- WHAT TO PRODUCE: Reproduce the material below word for word, starting at the line that contains "Please trace the outline of every instance of the **white" and stopping after the line that contains "96], [251, 96]]]".

------------------------------------

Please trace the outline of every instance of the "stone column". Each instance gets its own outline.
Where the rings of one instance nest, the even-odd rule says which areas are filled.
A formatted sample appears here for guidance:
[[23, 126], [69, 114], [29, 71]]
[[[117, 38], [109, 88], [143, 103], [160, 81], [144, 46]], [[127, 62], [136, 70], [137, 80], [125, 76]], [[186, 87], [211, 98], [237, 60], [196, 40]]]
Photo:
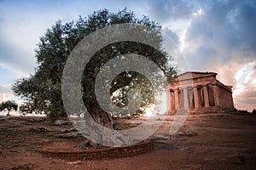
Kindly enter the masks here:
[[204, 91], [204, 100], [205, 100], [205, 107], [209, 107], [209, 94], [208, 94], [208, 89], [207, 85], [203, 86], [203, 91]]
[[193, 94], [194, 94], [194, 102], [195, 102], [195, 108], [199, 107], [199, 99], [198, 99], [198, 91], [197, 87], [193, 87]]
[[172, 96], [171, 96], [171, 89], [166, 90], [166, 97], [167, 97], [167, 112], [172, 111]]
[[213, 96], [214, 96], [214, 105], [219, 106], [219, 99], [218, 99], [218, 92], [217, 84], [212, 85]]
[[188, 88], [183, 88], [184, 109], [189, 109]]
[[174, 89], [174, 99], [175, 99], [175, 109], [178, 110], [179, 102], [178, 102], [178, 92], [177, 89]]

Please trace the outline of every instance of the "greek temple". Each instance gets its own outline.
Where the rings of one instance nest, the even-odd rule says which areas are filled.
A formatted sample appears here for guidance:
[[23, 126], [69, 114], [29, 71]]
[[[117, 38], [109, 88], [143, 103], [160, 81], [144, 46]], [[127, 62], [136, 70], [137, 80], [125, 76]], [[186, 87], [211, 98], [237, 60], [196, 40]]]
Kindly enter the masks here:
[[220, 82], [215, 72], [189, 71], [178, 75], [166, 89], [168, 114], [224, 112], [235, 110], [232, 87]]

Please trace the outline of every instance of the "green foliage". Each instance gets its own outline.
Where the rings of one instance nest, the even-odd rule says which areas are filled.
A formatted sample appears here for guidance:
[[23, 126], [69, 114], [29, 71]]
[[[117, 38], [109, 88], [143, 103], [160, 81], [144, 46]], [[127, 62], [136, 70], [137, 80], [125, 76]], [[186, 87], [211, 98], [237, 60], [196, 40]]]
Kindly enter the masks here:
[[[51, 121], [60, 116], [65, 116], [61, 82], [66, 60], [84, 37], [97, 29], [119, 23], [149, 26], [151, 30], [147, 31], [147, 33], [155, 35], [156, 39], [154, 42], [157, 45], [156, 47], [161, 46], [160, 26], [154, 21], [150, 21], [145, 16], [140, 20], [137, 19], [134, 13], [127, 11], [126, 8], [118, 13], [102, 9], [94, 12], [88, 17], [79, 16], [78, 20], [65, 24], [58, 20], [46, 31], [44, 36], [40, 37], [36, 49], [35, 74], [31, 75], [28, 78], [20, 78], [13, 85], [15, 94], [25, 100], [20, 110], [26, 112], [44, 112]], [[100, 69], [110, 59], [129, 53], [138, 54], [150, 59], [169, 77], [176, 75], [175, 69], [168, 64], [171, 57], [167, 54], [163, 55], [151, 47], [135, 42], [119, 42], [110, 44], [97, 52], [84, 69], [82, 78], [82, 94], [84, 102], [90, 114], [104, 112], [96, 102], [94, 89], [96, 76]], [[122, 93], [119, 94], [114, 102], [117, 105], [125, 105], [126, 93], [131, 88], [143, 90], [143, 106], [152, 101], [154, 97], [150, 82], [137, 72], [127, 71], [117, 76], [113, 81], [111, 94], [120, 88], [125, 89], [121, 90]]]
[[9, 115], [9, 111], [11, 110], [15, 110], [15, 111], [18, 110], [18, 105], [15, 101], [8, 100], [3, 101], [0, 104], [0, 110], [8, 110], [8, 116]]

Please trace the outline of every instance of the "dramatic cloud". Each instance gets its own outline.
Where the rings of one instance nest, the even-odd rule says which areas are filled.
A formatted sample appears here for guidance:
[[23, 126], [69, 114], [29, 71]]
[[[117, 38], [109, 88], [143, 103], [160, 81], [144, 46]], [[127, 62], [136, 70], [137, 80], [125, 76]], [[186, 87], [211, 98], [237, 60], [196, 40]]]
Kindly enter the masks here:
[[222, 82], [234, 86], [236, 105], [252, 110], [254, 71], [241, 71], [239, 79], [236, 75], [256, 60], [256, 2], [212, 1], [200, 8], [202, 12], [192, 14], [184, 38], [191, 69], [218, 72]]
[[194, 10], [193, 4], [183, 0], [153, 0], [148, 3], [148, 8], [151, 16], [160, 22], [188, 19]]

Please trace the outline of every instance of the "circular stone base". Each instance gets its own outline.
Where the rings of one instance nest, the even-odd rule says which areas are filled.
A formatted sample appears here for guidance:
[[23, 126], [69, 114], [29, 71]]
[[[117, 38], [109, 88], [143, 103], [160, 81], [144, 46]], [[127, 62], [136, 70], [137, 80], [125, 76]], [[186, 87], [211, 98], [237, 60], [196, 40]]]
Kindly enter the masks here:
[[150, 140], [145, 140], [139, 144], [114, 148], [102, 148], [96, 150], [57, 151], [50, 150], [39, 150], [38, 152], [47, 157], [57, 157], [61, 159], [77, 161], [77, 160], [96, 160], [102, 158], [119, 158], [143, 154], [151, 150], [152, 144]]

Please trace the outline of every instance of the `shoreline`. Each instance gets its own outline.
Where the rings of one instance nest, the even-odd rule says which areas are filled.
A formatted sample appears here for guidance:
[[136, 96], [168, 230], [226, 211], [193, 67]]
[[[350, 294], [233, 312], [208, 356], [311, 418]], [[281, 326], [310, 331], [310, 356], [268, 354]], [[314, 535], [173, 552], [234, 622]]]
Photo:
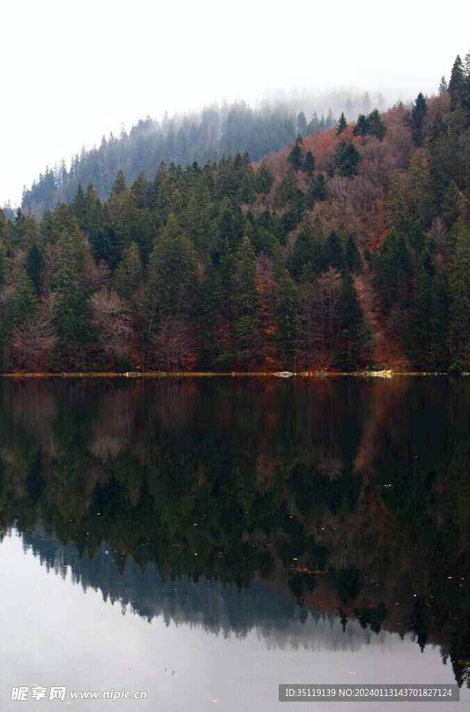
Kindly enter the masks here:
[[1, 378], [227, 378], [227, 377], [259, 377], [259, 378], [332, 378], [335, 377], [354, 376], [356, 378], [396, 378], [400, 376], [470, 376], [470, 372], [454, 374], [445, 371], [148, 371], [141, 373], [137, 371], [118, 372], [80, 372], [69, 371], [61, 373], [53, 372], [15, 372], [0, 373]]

------------------------------------

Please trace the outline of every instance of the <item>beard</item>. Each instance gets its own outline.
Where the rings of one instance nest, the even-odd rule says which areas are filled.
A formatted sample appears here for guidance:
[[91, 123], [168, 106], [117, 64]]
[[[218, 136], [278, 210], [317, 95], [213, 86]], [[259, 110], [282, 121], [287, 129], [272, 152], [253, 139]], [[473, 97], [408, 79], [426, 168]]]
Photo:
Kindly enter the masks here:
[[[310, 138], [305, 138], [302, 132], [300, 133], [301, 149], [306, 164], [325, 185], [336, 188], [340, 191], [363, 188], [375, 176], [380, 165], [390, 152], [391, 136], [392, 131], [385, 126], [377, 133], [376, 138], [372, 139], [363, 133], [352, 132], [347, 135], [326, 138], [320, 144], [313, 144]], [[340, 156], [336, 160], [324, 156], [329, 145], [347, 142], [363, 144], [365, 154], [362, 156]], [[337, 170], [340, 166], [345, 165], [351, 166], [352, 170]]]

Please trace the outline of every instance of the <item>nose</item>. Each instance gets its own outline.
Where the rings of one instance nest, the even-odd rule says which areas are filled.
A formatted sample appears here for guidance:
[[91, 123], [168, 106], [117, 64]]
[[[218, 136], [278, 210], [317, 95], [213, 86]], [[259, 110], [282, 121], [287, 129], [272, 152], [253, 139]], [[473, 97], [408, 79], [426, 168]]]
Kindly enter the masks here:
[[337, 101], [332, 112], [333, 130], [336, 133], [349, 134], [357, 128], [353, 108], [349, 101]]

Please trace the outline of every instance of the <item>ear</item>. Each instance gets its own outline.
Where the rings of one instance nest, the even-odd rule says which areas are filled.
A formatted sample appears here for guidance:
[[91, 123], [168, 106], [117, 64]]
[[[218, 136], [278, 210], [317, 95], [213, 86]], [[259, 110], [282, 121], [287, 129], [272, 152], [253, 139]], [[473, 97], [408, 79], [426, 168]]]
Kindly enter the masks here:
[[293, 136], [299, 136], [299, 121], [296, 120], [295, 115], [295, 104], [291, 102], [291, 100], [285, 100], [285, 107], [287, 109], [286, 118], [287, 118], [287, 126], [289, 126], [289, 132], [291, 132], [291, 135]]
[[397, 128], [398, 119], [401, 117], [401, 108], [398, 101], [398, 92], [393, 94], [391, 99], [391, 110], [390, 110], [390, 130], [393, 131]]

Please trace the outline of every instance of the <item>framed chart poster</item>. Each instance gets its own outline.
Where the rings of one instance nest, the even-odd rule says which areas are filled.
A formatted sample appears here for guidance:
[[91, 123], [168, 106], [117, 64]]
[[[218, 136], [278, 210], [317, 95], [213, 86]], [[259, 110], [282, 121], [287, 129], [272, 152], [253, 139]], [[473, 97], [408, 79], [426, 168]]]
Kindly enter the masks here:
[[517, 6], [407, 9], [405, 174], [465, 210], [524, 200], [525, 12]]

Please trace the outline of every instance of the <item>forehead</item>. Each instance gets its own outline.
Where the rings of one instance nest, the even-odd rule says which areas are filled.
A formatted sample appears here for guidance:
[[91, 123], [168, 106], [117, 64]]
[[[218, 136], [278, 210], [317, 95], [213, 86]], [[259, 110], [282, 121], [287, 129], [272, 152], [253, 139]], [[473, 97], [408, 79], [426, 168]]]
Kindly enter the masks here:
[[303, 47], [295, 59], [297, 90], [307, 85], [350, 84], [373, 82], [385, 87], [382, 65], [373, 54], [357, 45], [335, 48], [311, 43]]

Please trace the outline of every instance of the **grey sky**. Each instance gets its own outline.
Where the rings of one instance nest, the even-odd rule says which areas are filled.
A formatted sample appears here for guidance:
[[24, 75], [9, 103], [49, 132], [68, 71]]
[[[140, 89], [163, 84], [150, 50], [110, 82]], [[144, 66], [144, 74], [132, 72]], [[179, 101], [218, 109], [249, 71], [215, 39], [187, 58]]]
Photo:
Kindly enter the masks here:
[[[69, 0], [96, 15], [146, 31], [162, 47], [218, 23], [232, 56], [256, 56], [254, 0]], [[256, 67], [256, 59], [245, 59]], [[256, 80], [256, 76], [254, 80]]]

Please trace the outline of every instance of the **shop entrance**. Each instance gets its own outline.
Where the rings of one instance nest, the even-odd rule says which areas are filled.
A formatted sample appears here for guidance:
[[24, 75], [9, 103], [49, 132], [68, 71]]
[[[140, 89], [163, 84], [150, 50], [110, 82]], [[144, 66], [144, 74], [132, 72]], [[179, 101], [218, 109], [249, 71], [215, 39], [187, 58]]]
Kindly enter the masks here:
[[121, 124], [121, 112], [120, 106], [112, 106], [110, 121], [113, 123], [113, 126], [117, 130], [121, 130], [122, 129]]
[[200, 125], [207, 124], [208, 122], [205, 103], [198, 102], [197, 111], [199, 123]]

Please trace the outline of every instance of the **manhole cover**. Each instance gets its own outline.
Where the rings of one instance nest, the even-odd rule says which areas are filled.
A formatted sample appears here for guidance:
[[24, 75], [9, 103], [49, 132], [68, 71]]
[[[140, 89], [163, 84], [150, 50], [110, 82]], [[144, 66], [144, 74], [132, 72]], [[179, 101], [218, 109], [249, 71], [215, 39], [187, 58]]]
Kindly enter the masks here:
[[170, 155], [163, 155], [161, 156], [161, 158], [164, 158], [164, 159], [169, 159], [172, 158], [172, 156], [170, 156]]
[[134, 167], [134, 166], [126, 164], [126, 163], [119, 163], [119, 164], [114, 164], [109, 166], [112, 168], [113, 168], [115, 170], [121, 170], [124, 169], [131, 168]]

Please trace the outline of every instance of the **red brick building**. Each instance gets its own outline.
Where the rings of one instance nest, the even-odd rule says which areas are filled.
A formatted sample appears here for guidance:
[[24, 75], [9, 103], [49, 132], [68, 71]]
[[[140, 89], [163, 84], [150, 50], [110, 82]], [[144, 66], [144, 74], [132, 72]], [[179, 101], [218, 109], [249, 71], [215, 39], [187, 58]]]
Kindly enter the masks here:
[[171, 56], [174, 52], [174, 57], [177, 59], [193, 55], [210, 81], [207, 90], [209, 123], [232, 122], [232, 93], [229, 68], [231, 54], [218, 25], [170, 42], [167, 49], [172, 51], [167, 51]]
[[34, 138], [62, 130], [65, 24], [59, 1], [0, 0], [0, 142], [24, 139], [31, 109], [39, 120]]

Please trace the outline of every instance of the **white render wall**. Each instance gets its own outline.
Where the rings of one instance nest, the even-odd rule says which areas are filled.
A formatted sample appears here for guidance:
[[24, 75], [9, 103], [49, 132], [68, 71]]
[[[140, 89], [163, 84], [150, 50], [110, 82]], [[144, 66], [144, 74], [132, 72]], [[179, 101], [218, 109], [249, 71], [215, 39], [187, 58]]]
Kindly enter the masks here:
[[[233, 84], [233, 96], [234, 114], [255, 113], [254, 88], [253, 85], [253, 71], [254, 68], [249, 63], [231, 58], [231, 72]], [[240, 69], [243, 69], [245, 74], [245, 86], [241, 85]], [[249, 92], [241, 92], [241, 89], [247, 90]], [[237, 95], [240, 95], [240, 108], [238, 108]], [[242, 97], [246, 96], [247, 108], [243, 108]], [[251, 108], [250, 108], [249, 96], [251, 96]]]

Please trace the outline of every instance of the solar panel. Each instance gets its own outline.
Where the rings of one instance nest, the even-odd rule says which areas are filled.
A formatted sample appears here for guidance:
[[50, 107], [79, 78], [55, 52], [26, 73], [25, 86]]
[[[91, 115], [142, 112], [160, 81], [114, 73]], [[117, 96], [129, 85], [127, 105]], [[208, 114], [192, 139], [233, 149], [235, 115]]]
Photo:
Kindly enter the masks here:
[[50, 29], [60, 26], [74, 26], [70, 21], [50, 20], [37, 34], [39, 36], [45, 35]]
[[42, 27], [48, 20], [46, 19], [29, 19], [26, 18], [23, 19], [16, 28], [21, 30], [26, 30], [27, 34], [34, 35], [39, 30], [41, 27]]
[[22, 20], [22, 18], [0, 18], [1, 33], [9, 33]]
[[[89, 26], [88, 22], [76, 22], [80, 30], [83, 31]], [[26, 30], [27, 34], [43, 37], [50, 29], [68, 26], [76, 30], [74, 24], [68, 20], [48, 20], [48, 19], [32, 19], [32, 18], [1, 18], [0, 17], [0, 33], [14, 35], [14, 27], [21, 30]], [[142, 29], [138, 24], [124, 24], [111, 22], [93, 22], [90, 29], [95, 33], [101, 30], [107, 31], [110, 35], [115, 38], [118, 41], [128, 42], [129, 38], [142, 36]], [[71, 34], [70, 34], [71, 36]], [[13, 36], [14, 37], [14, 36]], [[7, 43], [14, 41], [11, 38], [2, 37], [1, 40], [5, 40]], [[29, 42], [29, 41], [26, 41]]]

------------------------------------

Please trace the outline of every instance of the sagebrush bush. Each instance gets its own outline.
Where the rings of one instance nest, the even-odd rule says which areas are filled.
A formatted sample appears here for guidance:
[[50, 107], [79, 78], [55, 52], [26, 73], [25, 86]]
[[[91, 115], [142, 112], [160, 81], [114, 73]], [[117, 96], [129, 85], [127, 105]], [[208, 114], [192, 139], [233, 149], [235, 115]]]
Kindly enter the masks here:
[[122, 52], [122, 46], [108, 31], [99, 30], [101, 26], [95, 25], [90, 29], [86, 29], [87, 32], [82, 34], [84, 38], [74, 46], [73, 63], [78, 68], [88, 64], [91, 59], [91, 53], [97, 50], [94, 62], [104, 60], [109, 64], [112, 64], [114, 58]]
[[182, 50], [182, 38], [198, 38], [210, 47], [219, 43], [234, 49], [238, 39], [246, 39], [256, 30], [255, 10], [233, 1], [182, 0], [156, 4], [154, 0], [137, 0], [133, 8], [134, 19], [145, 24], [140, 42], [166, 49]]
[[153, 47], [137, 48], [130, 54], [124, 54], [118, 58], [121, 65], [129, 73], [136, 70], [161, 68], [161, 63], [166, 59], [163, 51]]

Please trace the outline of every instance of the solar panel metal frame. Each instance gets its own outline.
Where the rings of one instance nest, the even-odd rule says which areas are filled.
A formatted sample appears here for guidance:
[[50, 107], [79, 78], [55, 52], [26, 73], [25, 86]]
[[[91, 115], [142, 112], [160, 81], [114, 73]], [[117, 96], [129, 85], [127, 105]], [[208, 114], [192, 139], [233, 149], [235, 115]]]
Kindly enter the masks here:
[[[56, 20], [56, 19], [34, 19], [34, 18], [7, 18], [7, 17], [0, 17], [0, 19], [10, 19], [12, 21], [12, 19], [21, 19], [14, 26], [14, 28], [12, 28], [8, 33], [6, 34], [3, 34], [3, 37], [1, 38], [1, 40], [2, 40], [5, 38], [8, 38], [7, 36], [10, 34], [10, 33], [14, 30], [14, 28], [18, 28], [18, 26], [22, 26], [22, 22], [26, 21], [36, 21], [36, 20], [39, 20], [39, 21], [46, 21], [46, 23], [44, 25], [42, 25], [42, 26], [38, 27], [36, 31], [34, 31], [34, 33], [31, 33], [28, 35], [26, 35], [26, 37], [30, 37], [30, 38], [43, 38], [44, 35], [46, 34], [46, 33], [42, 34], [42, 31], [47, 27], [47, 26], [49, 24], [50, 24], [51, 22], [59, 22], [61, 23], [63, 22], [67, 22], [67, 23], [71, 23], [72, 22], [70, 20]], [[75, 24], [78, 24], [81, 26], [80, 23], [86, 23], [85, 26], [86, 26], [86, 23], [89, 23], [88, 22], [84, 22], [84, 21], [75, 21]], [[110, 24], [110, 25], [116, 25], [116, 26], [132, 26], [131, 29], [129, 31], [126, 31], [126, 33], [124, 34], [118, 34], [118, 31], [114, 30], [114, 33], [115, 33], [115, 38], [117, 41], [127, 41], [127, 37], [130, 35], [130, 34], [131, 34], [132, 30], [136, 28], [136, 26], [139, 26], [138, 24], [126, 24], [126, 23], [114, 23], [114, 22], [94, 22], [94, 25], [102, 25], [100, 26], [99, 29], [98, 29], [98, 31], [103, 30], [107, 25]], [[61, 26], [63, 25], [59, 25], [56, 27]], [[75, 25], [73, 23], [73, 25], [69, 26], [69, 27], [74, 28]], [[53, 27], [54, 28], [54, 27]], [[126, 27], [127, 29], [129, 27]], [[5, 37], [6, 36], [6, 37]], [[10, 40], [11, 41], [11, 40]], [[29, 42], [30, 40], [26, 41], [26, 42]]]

------------------------------------

- PROBLEM SOLUTION:
Please trace the outline of every instance of the **white render wall**. Each instance gets its own outline.
Where the rings of one instance nest, the even-odd rule says which areas are filled.
A formatted sample appears here for guidance:
[[24, 75], [9, 103], [49, 132], [68, 71]]
[[[140, 89], [163, 84], [150, 50], [110, 82]], [[144, 66], [144, 74], [132, 72]], [[179, 101], [218, 109], [249, 71], [215, 39], [187, 58]]]
Kindly enter the masks here:
[[[233, 84], [233, 96], [234, 114], [255, 113], [254, 88], [253, 85], [253, 71], [254, 68], [249, 63], [231, 58], [231, 72]], [[240, 69], [243, 69], [245, 74], [245, 86], [241, 85]], [[249, 92], [241, 92], [241, 89], [247, 90]], [[237, 95], [240, 95], [240, 108], [238, 108]], [[242, 97], [246, 96], [247, 108], [243, 108]], [[251, 108], [250, 108], [249, 96], [251, 96]]]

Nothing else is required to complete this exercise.